Challenge
Copy the material from its first line through the line containing "[248,430,345,449]", substituting "robotic arm" for each occurrence of "gripper" and changing nothing else. Leave the pictures out.

Given data
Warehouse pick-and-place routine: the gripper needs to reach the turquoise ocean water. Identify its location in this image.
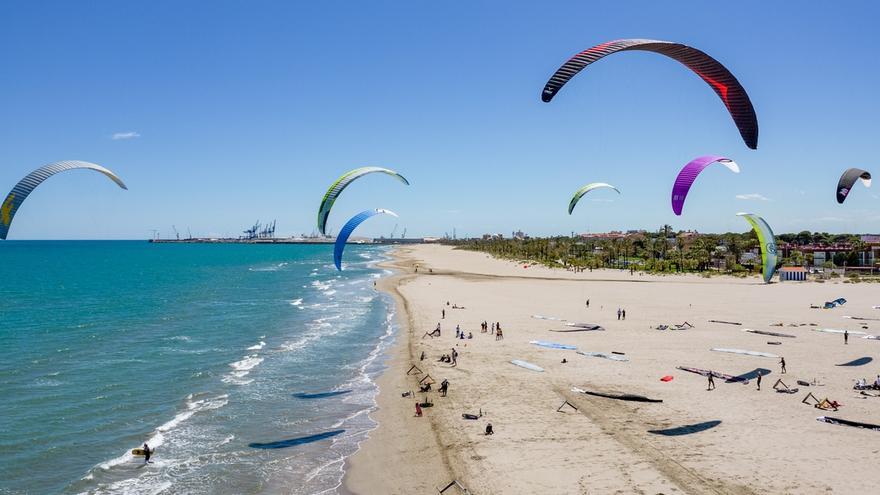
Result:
[0,241,394,494]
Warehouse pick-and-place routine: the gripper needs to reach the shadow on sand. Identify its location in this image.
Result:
[737,368,770,380]
[648,419,721,437]
[248,430,345,449]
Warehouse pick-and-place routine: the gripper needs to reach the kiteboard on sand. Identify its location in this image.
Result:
[743,328,797,339]
[529,340,577,351]
[510,359,544,371]
[577,351,629,361]
[571,387,663,402]
[677,366,749,385]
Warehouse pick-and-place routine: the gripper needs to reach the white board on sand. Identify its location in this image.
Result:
[813,328,867,335]
[577,351,629,361]
[712,347,779,358]
[510,359,544,371]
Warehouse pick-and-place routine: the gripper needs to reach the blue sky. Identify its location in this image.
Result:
[0,1,880,239]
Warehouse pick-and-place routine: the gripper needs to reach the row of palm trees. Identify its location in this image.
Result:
[449,225,863,274]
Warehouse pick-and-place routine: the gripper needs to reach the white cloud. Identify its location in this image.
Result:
[113,131,141,141]
[736,193,770,201]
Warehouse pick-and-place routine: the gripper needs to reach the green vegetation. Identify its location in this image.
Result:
[447,225,863,276]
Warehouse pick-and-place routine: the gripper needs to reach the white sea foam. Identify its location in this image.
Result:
[247,340,266,351]
[229,354,263,371]
[91,394,229,474]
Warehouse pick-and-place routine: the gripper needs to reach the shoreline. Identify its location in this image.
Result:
[339,246,880,495]
[337,247,454,495]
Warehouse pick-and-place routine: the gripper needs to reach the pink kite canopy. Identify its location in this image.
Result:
[672,155,739,215]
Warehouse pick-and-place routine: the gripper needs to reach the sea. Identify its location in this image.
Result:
[0,241,395,495]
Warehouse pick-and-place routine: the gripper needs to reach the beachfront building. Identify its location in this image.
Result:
[778,235,880,272]
[779,266,807,282]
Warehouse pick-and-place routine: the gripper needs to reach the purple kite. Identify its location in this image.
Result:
[672,155,739,215]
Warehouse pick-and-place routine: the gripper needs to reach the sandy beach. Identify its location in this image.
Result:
[344,245,880,494]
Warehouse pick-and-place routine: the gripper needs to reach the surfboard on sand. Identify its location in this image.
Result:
[677,366,749,385]
[510,359,544,371]
[711,347,779,358]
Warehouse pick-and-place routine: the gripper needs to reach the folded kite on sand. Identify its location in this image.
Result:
[577,351,629,361]
[510,359,544,371]
[565,323,605,330]
[710,347,779,358]
[676,366,749,385]
[550,323,605,332]
[813,328,867,335]
[571,387,663,402]
[529,340,577,351]
[532,315,566,321]
[743,328,797,339]
[816,416,880,431]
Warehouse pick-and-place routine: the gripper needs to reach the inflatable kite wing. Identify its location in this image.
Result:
[837,168,871,204]
[333,208,397,271]
[318,167,409,235]
[0,160,128,240]
[672,155,739,215]
[736,213,777,283]
[568,182,620,215]
[541,39,758,149]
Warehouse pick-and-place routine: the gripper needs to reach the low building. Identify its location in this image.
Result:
[778,266,807,282]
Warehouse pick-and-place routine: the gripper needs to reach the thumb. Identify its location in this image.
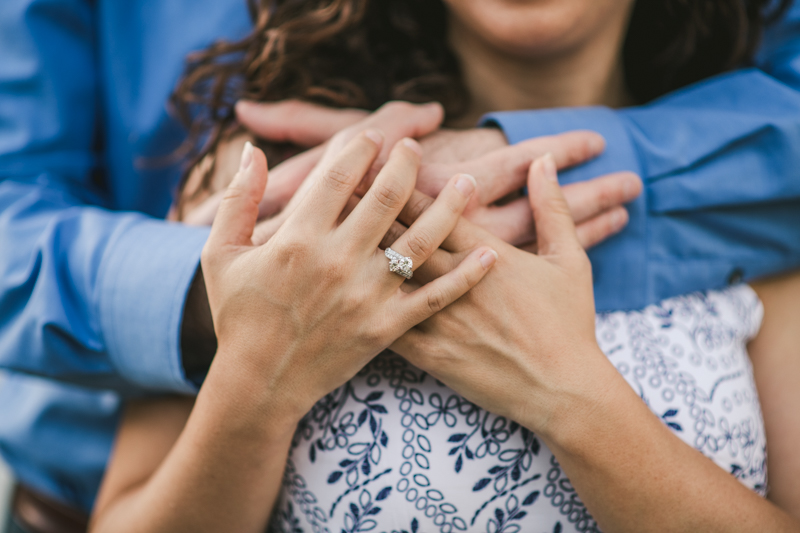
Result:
[236,100,368,147]
[528,153,582,256]
[208,141,267,246]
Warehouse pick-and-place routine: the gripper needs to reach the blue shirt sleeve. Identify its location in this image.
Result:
[0,0,207,391]
[484,2,800,310]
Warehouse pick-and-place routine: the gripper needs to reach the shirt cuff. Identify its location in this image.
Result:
[98,217,210,393]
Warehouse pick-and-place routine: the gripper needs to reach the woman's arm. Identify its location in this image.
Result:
[748,273,800,518]
[92,106,497,533]
[90,365,296,533]
[393,155,800,533]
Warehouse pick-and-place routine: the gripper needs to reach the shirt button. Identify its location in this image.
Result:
[728,267,744,285]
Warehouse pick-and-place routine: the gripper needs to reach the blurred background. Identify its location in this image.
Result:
[0,372,11,528]
[0,460,11,524]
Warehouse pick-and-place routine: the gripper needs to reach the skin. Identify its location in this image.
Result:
[92,0,800,533]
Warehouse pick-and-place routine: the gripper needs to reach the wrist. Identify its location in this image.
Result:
[198,351,306,440]
[531,346,639,452]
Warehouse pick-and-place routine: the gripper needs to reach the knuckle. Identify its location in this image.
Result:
[381,224,404,247]
[406,195,432,220]
[406,229,433,257]
[427,289,447,314]
[322,166,356,193]
[372,183,403,210]
[278,100,305,119]
[278,238,311,264]
[380,100,416,116]
[200,243,217,266]
[545,195,572,218]
[222,181,247,202]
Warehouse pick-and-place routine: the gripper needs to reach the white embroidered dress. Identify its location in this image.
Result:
[270,285,766,533]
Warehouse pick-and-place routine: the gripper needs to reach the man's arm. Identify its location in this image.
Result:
[0,0,208,391]
[485,2,800,311]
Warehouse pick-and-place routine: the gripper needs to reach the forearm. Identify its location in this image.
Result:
[91,354,295,533]
[539,354,800,533]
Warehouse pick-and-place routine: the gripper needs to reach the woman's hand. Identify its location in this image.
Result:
[202,130,496,423]
[236,100,642,249]
[390,154,800,533]
[392,156,614,432]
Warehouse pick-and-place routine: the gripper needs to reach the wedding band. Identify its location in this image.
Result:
[384,248,414,279]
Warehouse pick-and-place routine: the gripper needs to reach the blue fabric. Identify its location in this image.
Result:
[0,0,800,509]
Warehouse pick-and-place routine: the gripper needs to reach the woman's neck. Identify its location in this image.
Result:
[449,17,633,127]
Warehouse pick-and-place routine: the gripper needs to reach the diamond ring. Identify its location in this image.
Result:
[384,248,414,279]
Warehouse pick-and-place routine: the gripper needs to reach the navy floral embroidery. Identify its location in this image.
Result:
[270,286,766,533]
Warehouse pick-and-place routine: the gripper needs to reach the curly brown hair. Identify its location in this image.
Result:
[172,0,791,202]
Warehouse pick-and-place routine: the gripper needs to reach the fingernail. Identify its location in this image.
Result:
[622,177,639,200]
[239,141,253,172]
[542,152,558,181]
[589,137,606,154]
[403,137,422,157]
[456,174,478,198]
[364,130,383,145]
[480,250,498,268]
[611,209,628,231]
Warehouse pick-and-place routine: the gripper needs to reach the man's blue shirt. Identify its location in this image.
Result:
[0,0,800,509]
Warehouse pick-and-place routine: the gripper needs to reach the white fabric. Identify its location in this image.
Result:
[272,285,766,533]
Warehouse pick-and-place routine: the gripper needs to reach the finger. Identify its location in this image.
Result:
[393,247,497,329]
[466,197,536,246]
[291,130,385,233]
[466,172,642,248]
[236,100,369,146]
[562,172,642,224]
[528,154,580,256]
[208,142,267,246]
[258,143,324,218]
[419,131,605,205]
[392,174,477,270]
[350,102,444,196]
[575,207,628,249]
[340,139,422,250]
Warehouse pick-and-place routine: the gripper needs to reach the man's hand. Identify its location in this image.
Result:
[236,100,642,250]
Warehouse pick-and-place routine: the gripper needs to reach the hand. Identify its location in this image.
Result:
[236,100,642,250]
[392,152,615,436]
[202,130,497,422]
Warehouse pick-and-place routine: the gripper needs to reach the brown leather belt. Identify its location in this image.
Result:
[11,485,89,533]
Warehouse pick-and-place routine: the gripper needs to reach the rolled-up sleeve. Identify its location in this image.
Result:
[0,0,208,392]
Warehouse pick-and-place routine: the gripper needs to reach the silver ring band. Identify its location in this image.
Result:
[384,248,414,279]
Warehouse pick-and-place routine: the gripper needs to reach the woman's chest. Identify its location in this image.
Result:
[273,288,766,533]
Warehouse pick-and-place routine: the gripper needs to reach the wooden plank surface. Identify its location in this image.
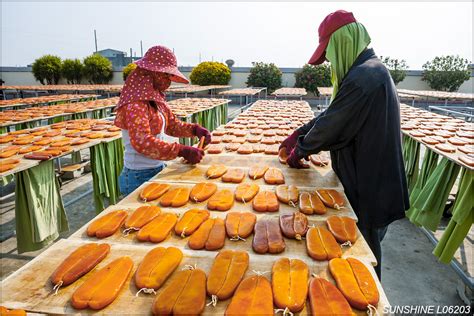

Exercise result
Warehouse pick-and-place routine: the robotic arm needs to reach the turquoise ocean water. Identify its location in this image.
Result:
[0,241,394,494]
Warehouse pick-and-place routine: the robotic arm needs to reach the shadow on sand. Identify its location in this image.
Result:
[737,368,770,380]
[648,419,721,437]
[248,430,345,449]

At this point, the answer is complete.